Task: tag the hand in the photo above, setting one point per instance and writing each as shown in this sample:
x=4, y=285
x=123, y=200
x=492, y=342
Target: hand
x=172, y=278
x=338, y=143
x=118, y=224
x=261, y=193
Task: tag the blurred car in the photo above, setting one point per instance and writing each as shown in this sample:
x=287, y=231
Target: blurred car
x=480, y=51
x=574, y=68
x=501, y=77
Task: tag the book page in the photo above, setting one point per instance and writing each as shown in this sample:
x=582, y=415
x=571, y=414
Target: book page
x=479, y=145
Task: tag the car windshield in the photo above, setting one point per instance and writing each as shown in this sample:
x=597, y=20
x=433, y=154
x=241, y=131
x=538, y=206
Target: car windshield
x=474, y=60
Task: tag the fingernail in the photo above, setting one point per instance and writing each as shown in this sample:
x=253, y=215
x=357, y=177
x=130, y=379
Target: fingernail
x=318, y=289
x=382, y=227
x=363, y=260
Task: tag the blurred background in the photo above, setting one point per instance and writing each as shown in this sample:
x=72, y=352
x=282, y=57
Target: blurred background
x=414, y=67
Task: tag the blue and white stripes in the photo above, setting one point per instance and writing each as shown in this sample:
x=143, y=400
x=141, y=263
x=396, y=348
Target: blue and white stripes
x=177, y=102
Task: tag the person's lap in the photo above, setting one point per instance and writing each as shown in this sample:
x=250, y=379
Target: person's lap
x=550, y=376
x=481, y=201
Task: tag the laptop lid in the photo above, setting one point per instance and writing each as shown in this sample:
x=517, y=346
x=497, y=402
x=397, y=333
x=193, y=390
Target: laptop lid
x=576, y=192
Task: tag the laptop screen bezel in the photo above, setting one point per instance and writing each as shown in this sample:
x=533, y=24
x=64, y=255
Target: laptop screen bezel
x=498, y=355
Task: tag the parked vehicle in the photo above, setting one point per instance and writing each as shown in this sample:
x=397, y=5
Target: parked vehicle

Exercise requirements:
Please quote the material above word for word, from the first line to the last.

Written solution:
Task: tag the hand in the photo above, setting one point per instance and writing each as shown in this sample:
x=4, y=285
x=123, y=200
x=492, y=342
Target: hand
x=172, y=278
x=338, y=143
x=118, y=224
x=261, y=193
Task: tag the blurred car in the photo above, setting one point per instance and writing each as shown in this sample:
x=287, y=231
Target: blurred car
x=480, y=51
x=574, y=68
x=501, y=77
Task: tag the book page in the photo above, setting one point per instance and writing each as shown in this sample:
x=582, y=415
x=571, y=414
Target: book page
x=479, y=145
Task: tag the car windshield in the photo above, setting one point per instance and writing each as shown in this sample:
x=597, y=20
x=433, y=154
x=241, y=131
x=538, y=206
Target: car windshield
x=474, y=60
Task: tag the fingernail in the photo above, setting one point per instance and writing each as shown in this sample:
x=253, y=215
x=357, y=177
x=130, y=379
Target: fingernail
x=318, y=289
x=382, y=227
x=363, y=260
Task: tag the blurred background in the photo above, setting one point per instance and writing each as shown in this sample:
x=72, y=352
x=282, y=57
Target: blurred background
x=414, y=67
Task: tag the blue and white stripes in the photo above, setting one point per instance and writing each as shown in this sample:
x=143, y=400
x=141, y=263
x=396, y=348
Target: blue and white stripes
x=177, y=102
Task: tag the person's lap in the photo above, setting one point per instance and writing each as shown in this sample:
x=250, y=379
Target: person's lap
x=550, y=376
x=481, y=201
Task: tag the laptop lid in the photo above, setting one point per instance and writing each as shown in this sample:
x=517, y=346
x=497, y=402
x=397, y=333
x=193, y=390
Target: laptop lid
x=576, y=192
Task: tag the laptop screen bezel in the photo above, setting one point per instance and writing each as shown in this sample:
x=533, y=24
x=64, y=255
Target: laptop screen bezel
x=498, y=355
Task: tag the parked vehicle in the photo above, setting one point per instance and writing each as shown in this sample:
x=397, y=5
Target: parked vehicle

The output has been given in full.